§ **TASK PROMPT**: Change "keypoint" to "marker" in every row below and leave all other text untouched.

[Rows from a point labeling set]
>> start

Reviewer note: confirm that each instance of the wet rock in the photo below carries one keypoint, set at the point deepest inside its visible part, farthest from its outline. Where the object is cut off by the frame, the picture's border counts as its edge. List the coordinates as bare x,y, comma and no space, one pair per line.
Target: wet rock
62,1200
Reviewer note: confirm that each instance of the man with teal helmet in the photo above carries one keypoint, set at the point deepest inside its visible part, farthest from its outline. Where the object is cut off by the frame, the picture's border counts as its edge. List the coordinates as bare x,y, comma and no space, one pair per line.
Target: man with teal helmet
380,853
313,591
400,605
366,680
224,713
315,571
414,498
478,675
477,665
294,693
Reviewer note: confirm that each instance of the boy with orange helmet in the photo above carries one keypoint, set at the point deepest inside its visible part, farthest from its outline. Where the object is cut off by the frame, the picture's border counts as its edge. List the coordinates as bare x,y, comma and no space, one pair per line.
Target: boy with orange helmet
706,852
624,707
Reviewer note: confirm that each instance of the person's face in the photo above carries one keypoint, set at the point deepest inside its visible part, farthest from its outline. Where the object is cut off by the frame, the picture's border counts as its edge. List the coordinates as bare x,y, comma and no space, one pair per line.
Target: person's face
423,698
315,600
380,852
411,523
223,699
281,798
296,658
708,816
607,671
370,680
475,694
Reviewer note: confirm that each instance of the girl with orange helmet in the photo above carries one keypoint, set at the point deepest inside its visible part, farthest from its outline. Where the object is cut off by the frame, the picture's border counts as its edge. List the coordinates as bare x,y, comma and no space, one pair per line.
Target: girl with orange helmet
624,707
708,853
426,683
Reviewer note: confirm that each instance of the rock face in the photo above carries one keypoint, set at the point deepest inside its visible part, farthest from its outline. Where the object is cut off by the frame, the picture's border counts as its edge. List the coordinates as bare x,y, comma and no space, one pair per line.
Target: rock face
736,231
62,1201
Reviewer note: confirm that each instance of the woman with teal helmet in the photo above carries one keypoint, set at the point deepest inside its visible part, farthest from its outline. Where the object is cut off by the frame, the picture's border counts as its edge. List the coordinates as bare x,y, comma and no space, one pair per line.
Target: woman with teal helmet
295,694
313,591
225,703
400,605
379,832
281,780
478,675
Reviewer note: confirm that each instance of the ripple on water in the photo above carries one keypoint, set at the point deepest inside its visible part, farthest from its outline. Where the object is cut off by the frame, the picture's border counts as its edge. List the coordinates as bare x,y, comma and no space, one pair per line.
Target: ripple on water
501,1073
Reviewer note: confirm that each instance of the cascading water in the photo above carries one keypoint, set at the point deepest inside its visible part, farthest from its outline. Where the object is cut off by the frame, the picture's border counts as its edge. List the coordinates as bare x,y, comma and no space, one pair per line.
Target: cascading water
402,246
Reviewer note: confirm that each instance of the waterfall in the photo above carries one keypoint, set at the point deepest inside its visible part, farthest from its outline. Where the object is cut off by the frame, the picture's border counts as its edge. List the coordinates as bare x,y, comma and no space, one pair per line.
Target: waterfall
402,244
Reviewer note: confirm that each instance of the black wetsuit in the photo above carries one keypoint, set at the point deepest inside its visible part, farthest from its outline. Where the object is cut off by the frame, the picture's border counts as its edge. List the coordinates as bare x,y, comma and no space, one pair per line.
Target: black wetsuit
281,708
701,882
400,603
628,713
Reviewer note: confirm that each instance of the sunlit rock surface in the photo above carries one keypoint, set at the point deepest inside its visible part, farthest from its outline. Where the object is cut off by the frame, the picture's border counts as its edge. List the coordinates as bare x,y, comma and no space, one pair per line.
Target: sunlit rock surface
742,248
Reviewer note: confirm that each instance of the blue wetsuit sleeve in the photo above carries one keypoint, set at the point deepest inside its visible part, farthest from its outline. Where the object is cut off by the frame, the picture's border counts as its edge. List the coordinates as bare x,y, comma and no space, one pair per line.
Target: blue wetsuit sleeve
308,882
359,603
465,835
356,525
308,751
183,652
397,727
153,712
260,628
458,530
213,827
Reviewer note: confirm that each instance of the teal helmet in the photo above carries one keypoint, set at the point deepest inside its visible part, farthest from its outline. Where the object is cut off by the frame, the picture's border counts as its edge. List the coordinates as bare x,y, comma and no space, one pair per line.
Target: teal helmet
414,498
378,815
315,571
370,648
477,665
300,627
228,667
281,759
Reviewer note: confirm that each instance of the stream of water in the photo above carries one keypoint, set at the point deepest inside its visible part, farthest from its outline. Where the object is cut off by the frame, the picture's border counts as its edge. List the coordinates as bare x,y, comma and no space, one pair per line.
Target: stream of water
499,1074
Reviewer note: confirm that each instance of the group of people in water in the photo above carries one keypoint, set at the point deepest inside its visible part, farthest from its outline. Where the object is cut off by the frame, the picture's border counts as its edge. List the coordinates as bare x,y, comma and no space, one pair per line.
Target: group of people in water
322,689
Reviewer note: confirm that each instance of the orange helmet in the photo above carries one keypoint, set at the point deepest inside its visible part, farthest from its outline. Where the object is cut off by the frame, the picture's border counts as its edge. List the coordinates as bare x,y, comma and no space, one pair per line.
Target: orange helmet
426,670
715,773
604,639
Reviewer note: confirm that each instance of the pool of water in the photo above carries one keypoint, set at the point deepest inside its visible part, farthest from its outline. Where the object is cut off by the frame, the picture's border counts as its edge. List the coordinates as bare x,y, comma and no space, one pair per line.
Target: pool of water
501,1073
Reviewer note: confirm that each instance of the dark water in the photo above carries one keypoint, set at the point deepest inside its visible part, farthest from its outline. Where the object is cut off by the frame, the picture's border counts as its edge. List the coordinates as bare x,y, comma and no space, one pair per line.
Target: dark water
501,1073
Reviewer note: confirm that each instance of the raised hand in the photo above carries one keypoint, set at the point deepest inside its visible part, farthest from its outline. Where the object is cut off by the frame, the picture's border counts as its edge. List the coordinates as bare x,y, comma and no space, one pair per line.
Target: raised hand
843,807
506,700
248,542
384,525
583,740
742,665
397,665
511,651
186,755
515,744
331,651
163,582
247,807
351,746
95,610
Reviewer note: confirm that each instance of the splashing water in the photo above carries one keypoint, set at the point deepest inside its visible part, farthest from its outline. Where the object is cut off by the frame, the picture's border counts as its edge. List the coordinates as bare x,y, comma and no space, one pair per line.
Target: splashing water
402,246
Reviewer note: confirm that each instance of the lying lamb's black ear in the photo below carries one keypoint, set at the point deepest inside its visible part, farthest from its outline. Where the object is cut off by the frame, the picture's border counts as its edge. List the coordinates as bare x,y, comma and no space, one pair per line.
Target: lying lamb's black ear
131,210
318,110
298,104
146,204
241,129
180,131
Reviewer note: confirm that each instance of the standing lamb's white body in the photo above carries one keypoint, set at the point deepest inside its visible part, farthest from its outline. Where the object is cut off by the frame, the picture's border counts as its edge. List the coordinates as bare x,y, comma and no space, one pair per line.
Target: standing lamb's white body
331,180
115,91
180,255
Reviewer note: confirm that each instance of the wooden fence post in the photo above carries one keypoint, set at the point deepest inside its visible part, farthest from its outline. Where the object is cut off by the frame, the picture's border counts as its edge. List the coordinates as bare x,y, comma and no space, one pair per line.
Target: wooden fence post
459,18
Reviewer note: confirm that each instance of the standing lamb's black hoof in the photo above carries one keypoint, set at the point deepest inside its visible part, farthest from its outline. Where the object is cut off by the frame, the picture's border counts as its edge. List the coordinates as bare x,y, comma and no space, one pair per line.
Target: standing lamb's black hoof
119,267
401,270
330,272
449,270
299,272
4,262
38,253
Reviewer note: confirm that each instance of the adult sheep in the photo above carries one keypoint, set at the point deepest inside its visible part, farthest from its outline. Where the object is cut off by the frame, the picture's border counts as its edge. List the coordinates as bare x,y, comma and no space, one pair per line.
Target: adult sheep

>> end

§ **CORRECT RESPONSE**:
Reviewer note: confirm that each instance of the wet rock in the photo below carries one marker, set at the point deepest inside its visible part, farthest from its outline. Where the object is cut off by the frame, the picture's border counts as its edge. List the coordinates as bare x,y, comma and no space, one pair per line.
Target: wet rock
62,1200
Reviewer note: confirm that each instance of the man with teal helmet in the photo above carries one marker, set at the point deepest inside its visible part, farthest from its outline. Where the object is cut off by the frame, the picture's border counts as its edge. List the coordinates as bare x,y, comma and no space, one pair per line.
Target: man with teal helmet
380,853
313,591
400,605
366,680
224,713
315,571
414,498
478,675
477,665
294,693
Reviewer note: confirm that each instance of the boy with orange helmet in the photo above carries one marker, set at the point deepest inside its visible part, farthest from its outline. Where the object is cut off by the frame, the picture's border counts as its edge. List the coordinates as bare x,y, comma and no space, one pair per line.
Target: boy with orange helmet
706,852
624,707
Reviewer note: confirm that each instance of the person's face in the photo above carries one marker, set at the point deepest inside its visible part, farthest from its outline. Where the object is cut off by the frame, the picture's border counts as its edge. List the coordinates as bare x,y, comma and no space, one pair per line.
Target: person's face
423,698
315,600
380,852
411,523
223,699
281,798
296,658
708,816
607,671
370,680
475,694
Reviewer note: confirm that each instance of the girl with orange helmet in the photo above carries one marker, set at the point deepest inside its visible part, farthest from its outline. Where the object is cut off by the frame, the picture's border counts as its edge. List the coordinates as bare x,y, comma and no space, one pair per line.
Target: girl with orange helmet
624,707
708,853
426,683
Reviewer note: confirm that each instance of the rock face in the photo above carries one marker, set at the point deepest inside its visible part, farthest from its outline. Where the object is cut off by the frame, the picture's border counts as its edge. List the coordinates as bare x,y, comma and no space, one pair per line.
Target: rock face
736,231
62,1201
Reviewer note: confirm that each instance of the woman with teal helmet in the photo above carries one marker, set at the point deepest inside its visible part, farthest from its outline. Where the object is cut off by the frame, the picture's border counts as its edge. List the coordinates as bare x,y, comma and no space, one pair per line.
Target: woman with teal helmet
295,694
313,591
225,703
400,605
379,832
281,780
478,675
Reviewer note: confirm that each instance of the ripple on water in the photo above carries one marker, set at the point deepest inside its visible part, farthest from its outline. Where the object is cut off by the frame, the picture's border counts as its edge. List the coordinates as bare x,y, comma and no space, one pair per line.
Target: ripple on water
501,1073
Reviewer note: confirm that each instance of the cascading water in the photo above carries one marker, set at the point deepest inside its visible part, farthest from its outline. Where the object is cut off by the frame, the picture's border counts as its edge. List the coordinates as bare x,y, comma and no space, one pair per line.
Target: cascading water
402,246
Reviewer note: confirm that each instance of the waterfall in the photo above carries one marker, set at the point deepest inside its visible part, farthest from its outline. Where the object is cut off by the frame, the picture's border counts as its edge. List the coordinates as bare x,y, comma and no space, one pair per line.
Target: waterfall
402,244
Reviewer note: confirm that each instance of the black wetsuit in the photo above carries one marker, set at the point deepest inside its visible part, farthest from its outline. Where the object is cut off by the frame, the picture's border counts as its edge. List the coordinates as bare x,y, comma and no space, one pair per line.
Target: black wetsuit
281,708
701,882
400,603
628,713
Reviewer note: confirm that each instance of the sunlit rock surface in the photo above carries one marker, set at the point deepest inside its visible part, farthest from its outline. Where the object is cut off by the frame, the picture's border counts as its edge. List the coordinates as bare x,y, comma and no space, one pair per line.
Target: sunlit rock surface
742,248
Reviewer note: confirm that each instance of the blue wetsuit sleeve in the photo above carries one marker, set at the point deepest inside its visible part, farthest from its outline. Where the object is cut off by the frame, the picture's border counts as its edge. List the coordinates as bare x,y, comma and no space, one pair per line.
Target: blue wetsuit sleeve
308,882
359,603
465,835
356,525
308,751
183,652
397,727
153,712
260,628
458,530
213,827
Reviewer note: confirm that each instance of the teal helmet in the photo above carries one marker, set at the point deepest inside its visible part, farthest from its outline. Where the object is cut off by the frame, the picture's border counts as its edge. List the coordinates as bare x,y, comma and no space, one pair per line.
Target: teal helmet
414,498
378,815
315,571
370,648
477,665
300,627
228,667
281,759
Reviewer note: confirm that each instance of the stream of water in the photo above carries one marker, set at the point deepest inside its visible part, farthest from its outline. Where the object is cut off by the frame, the picture's border counts as its edge. List the coordinates as bare x,y, comma and no space, one pair per line.
Target: stream of water
499,1074
Reviewer note: confirm that each instance of the group of people in water in the photo above carries one marker, set at the point deepest inside its visible part, farthest from its outline. Where the object is cut off by the frame, the picture's border counts as its edge. List the coordinates as bare x,y, comma and no space, one pair per line.
Target: group of people in water
322,689
Reviewer note: confirm that each instance of the orange helmet in the photo above carries one marker, set at the point deepest inside its visible part, farthest from its outline. Where the object is cut off by the frame, the picture's border counts as its edge. List the coordinates as bare x,y, comma and no space, one pair per line.
Target: orange helmet
426,670
715,773
604,639
Reviewer note: confirm that each instance of the pool of water in the photo above carries one marker, set at the point deepest inside its visible part, farthest from its outline. Where the object is cut off by the frame, the picture's border counts as its edge. List the coordinates as bare x,y, comma and no space, one pair per line.
Target: pool of water
501,1073
Reviewer note: confirm that each instance of the dark water in the photo above carries one marker, set at the point deepest inside its visible part, farthest from its outline. Where the object is cut off by the frame, the picture's border counts as its edge. List the coordinates as bare x,y, comma and no space, one pair per line.
Target: dark water
501,1073
Reviewer note: confirm that each instance of the raised hand in the photo above carries one marker, set at the point deepest inside its visible part, farthest from its outline. Where the object is cut off by the frame, the picture's border counts as its edge. List the coordinates as bare x,y, comma and no space, one pair per line.
Target: raised hand
843,807
506,700
248,542
384,525
583,740
742,665
397,665
511,651
186,755
515,744
331,651
163,582
247,807
351,746
95,610
Reviewer note: confirm that each instance of the splashing water in the photo above carries one marker, set at the point deepest inside its visible part, farthest from its outline. Where the object is cut off by the frame, the picture's border counts as its edge. List the coordinates as bare x,y, comma and no space, one pair per line.
Target: splashing water
402,246
Reviewer note: confirm that each instance of the lying lamb's black ear in the photo below carries one marker, set at the point deepest inside its visible part, farthest from its outline. Where the object is cut off by the frame, the picture's border counts as its edge. List the coordinates as bare x,y, comma and no space, one pair per line.
Target: lying lamb's black ear
131,210
318,110
298,104
146,204
241,129
180,131
Reviewer note: confirm that each instance of the standing lamb's white body in the photo above carries one marker, set at the point deepest inside its visible part, farthest from its outline. Where the object is cut off by the frame, the picture's border counts as its edge. List the coordinates as bare x,y, comma and no space, one pair per line.
Target: standing lamb's white body
331,180
115,91
180,255
Reviewer note: confirm that each instance of the wooden fence post in the photo above carries one marker, set at the point deepest inside its visible part, farthest from its outline. Where the object is cut off by the frame, the picture's border counts as its edge. List the coordinates as bare x,y, comma and no space, one pair per line.
Target: wooden fence post
459,18
Reviewer note: confirm that each instance of the standing lamb's black hoof in the photo above carries one marker, set at the point deepest inside its visible part, farthest from its outline. Where the object is cut off by the frame, the picture's border counts as its edge. List the coordinates as bare x,y, comma and no space, one pair per line.
Target: standing lamb's black hoof
119,267
401,270
330,272
449,270
299,272
4,262
38,253
Reviewer note: confirm that each instance of the adult sheep in the photo above carries one marker, set at the point deepest inside its visible part, farthest from its outline. Where the object is cut off by the frame, the picture's border counts as its edge. List the coordinates as bare x,y, comma and no space, one pair per line.
Target: adult sheep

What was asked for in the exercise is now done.